### WORK ORDER 1
Decide whether each statement agrees with the dolorimeter patent text, answering yes or no and quoting the deciding words: (a) An objective method for measuring pain is currently available. (b) The Commission on the Evaluation of Pain recommended developing an objective measurement of pain to help determine disability. (c) Secondary gains are always conscious.
### WORK ORDER 2
In the dolorimeter patent text, what is the improved radiant heatbeam dolorimeter meant to determine?

Reexamination Certificate

active

06248079

ABSTRACT:

TECHNICAL FIELD
The present invention relates to neurological diagnostic tools. More particularly, the present invention relates to an improved radiant heatbeam dolorimeter for determining a subject's cutaneous pain tolerance level at any site on the body.
BACKGROUND ART
Pain is the single most common symptom for which patients seek medical treatment and there is currently no objective method available for its measurement. Present methods of quantifying “pain” are little more than lexicons for its verbal description or biomechanical methods for measuring the restriction of a particular range of motion or activities of daily living associated with the pain. Some psychometric methods attempt to quantify the personality or cognitive distortions from which the pain patient suffers. In no case, however, do these methods reveal the covert and subjective sensory perception that is the pain experience in a way that can be quantified by an outside observer (for review, see Lipman J. J., “Pain Measurement,”
Pain Measurement: Contemporary, Issues in Chronic Pain Management,
Ch. 9 (Kluwer Academic Publishers, Boston 1991)). The need for pain measurement methods was recently addressed by both the Social Security Administration and the United States Congress. A report ordered by Congress through the Secretary of Health and Human Services by a Commission on the Evaluation of Pain, recommended that some sort of objective measurement of pain be developed to assist in determining disability (see Fordice,
Back Pain in the Workplace: Management of Disability in Nonspecific Conditions
-
Task Force on Pain in the Workplace,
(I.A.S.P. Press, Seattle, 1995); Fields,
Core Curriculum for Professional Education in Pain: Task Force on Professional Education,
(I.A.S.P. Press, Seattle, 1995); American Pain Society,
Principles Of Analgesic Use In the Treatment of Acute Pain and Chronic Cancer Pain
-
a Concise Guide,
(American Pain Society, Wash. DC, 1990)).
The need for objective pain measurement goes beyond the economics of forensic disability assessment. Objective methods of pain measurement are required for accurate assessment of patient complaint and to assure appropriate treatment. For example, the need to appropriately medicate severe acute and chronic pain and also cancer pain requires an objective method of pain measurement. A corollary need is to avoid inappropriate treatment of pain—or claimed pain—where the possibility of malingering for secondary gain is a possibility. Such “secondary gains” are believed to account for an appreciable portion of chronic pain treatment demand, and forensically include the desire for disability payments, for insurance damage settlements or for other fiduciary incentives. Such secondary gains are not always conscious and may derive from psychological reasons related to the psychosocial set and setting of the patient and their disease. The inappropriate desire for opiate drugs probably accounts for a significant fraction of pain therapy prescription drug demand, yet absent any objective method of establishing the existence of “pain”, the physician has no objective standards by which to prohibit such demand, and frequently feels ethically bound to take claims of pain at face value, or risk accusation of ineffective care and inhumane treatment.

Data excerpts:

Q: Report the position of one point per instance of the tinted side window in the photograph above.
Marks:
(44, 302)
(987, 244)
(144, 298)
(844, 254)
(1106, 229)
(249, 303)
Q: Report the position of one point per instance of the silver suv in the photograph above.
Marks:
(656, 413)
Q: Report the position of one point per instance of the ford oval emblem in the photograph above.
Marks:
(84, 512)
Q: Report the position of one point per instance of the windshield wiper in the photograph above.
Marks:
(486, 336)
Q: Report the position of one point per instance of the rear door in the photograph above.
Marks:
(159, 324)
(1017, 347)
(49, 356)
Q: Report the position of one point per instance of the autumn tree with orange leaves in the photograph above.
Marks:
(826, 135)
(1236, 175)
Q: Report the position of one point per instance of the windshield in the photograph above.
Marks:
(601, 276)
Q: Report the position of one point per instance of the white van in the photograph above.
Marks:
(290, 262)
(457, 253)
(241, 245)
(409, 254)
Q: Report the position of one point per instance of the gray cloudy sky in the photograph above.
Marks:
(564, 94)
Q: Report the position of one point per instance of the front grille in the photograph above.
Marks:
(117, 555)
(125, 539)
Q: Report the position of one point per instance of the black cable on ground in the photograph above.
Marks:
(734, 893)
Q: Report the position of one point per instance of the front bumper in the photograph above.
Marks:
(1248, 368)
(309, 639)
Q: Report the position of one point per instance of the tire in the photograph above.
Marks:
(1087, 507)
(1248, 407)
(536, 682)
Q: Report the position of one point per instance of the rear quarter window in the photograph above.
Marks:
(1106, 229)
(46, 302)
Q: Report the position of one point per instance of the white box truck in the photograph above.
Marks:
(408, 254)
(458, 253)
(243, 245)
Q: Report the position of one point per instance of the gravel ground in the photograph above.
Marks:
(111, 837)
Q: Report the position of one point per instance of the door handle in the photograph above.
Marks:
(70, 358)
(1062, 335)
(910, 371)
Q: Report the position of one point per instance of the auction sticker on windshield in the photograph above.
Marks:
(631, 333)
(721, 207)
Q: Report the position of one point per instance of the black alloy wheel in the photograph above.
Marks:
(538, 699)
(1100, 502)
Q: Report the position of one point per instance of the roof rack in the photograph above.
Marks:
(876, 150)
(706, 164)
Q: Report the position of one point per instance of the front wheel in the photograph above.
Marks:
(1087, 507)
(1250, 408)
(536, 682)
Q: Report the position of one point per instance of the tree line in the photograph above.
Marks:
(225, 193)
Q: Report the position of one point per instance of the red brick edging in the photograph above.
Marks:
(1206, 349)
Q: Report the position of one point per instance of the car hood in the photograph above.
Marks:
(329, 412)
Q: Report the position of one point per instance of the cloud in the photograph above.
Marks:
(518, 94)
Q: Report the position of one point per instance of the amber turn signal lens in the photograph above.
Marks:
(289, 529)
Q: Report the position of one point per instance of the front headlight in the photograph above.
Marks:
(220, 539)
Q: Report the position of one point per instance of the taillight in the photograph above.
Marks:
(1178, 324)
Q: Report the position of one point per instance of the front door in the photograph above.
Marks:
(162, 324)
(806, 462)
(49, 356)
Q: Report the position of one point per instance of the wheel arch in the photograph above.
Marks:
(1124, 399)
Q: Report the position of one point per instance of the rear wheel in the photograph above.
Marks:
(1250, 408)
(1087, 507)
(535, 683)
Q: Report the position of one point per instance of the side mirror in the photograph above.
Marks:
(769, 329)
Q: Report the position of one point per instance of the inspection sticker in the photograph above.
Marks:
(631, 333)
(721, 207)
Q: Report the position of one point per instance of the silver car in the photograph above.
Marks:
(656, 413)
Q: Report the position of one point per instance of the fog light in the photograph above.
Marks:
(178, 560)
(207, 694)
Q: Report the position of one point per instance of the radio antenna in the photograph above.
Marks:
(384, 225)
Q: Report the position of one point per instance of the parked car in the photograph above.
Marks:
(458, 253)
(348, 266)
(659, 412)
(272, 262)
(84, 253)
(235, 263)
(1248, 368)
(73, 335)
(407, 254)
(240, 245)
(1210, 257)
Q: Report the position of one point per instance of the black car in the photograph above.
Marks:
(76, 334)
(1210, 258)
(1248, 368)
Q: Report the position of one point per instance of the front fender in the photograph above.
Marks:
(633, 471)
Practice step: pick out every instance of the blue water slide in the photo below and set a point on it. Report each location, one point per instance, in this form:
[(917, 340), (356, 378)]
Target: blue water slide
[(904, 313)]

==

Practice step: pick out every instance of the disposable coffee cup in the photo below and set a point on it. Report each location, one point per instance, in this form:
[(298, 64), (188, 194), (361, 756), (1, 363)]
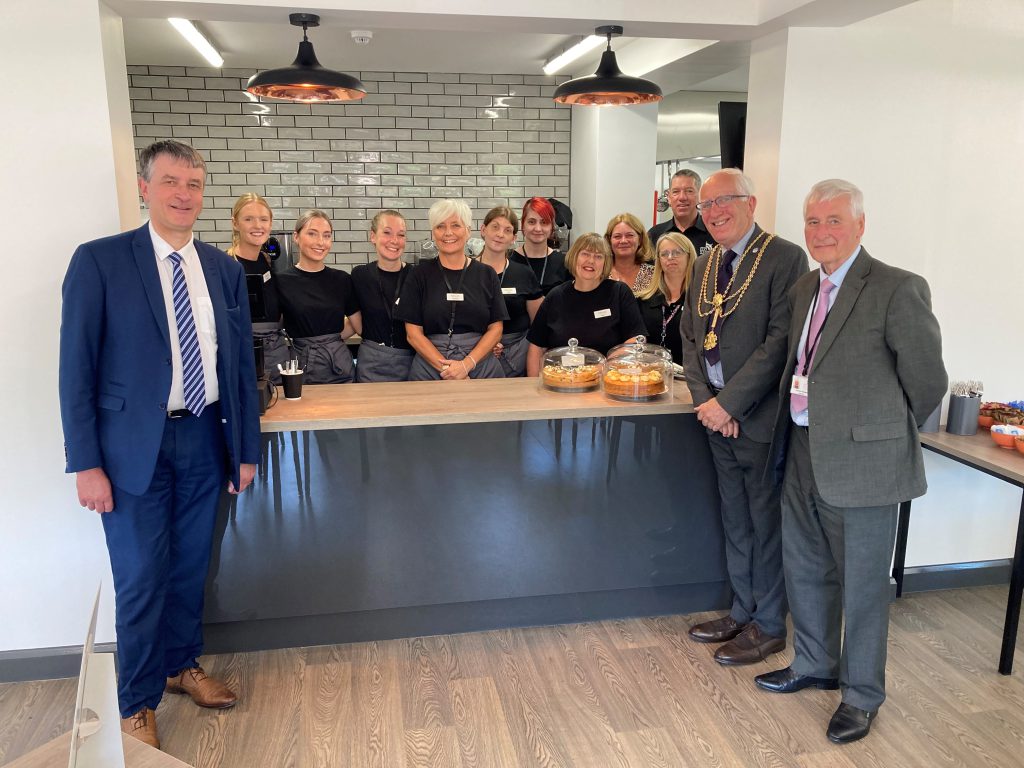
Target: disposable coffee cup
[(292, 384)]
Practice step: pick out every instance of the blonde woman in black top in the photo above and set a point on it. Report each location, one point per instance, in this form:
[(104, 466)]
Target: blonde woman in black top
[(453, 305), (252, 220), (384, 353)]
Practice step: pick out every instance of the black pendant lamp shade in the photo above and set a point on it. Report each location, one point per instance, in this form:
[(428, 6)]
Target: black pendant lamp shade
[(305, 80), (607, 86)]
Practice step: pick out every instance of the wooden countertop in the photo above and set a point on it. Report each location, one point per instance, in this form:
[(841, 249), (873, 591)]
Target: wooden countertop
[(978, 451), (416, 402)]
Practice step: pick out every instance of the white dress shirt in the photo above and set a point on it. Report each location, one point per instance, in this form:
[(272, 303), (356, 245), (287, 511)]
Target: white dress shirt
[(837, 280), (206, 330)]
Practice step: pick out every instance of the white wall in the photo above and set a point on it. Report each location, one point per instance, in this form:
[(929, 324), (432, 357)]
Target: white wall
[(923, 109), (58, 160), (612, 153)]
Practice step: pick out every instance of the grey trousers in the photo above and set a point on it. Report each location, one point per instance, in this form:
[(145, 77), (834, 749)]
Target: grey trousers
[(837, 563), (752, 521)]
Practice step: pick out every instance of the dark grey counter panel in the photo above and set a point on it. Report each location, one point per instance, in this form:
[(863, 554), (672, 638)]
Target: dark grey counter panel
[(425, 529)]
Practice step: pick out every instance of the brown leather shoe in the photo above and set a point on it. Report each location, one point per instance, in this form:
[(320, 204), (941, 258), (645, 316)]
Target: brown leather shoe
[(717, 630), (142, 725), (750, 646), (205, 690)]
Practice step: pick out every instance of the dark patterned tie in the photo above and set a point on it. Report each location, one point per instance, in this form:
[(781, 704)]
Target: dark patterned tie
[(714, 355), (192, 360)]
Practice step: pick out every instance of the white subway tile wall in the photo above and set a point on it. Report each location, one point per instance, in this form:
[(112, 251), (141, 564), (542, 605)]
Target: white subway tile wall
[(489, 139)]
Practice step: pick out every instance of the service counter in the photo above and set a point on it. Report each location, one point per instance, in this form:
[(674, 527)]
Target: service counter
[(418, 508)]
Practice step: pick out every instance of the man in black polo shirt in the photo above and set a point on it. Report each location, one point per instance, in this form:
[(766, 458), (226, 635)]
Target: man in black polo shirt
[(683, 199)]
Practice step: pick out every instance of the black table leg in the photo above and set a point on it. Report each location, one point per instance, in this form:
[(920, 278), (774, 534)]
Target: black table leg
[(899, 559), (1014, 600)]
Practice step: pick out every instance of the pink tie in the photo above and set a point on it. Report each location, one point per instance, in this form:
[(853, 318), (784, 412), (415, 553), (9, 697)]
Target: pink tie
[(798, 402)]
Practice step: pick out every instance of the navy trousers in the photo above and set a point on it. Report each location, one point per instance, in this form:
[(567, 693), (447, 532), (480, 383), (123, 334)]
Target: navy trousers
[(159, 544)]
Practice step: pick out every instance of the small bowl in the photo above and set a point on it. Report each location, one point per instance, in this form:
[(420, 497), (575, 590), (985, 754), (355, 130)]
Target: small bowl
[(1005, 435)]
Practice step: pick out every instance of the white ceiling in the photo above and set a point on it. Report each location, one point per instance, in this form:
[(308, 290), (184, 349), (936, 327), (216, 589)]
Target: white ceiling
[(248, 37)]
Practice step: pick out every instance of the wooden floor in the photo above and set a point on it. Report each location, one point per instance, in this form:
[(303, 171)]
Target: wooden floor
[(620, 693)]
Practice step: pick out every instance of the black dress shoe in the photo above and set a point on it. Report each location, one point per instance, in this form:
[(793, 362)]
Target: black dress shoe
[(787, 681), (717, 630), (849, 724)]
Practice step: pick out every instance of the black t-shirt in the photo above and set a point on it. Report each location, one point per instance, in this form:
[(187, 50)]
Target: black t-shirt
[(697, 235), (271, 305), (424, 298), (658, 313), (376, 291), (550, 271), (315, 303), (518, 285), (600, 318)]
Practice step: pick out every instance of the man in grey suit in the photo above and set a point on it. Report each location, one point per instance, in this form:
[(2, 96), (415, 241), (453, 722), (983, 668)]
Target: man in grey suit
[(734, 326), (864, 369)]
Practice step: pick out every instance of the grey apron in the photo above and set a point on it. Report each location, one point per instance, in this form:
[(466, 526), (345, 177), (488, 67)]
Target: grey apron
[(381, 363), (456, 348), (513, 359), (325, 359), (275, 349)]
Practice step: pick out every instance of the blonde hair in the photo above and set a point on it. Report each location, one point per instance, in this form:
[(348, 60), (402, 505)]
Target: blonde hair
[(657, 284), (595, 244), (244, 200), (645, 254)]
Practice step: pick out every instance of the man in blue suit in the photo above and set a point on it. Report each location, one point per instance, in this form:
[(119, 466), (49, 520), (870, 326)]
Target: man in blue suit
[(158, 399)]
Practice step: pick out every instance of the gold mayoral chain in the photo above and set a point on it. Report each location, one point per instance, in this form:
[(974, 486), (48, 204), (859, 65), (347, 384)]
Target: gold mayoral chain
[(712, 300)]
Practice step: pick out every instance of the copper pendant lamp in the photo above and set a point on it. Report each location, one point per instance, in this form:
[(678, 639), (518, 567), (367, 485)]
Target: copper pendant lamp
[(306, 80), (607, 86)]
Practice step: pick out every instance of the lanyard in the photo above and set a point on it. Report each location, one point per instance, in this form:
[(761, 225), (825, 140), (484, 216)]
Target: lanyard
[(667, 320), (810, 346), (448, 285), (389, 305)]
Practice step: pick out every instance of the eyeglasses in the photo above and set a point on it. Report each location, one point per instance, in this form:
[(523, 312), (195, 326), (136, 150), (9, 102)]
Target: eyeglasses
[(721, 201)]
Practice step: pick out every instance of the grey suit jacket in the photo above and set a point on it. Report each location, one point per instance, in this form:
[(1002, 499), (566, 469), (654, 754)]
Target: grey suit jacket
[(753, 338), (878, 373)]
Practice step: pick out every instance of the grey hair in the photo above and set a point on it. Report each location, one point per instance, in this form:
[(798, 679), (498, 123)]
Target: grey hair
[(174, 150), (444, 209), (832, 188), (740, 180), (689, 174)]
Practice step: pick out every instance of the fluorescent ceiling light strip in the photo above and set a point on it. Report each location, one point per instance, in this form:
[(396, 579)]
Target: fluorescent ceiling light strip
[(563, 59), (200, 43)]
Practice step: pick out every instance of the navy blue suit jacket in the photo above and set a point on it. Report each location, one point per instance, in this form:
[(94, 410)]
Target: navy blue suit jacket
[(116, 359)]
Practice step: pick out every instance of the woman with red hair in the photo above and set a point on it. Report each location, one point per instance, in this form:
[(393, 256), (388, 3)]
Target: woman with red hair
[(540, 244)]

### EXERCISE ANSWER 1
(a) No: "there is currently no objective method available for its measurement"
(b) Yes: "recommended that some sort of objective measurement of pain be developed to assist in determining disability"
(c) No: "Such secondary gains are not always conscious"

### EXERCISE ANSWER 2
It determines a subject's cutaneous pain tolerance level at any site on the body.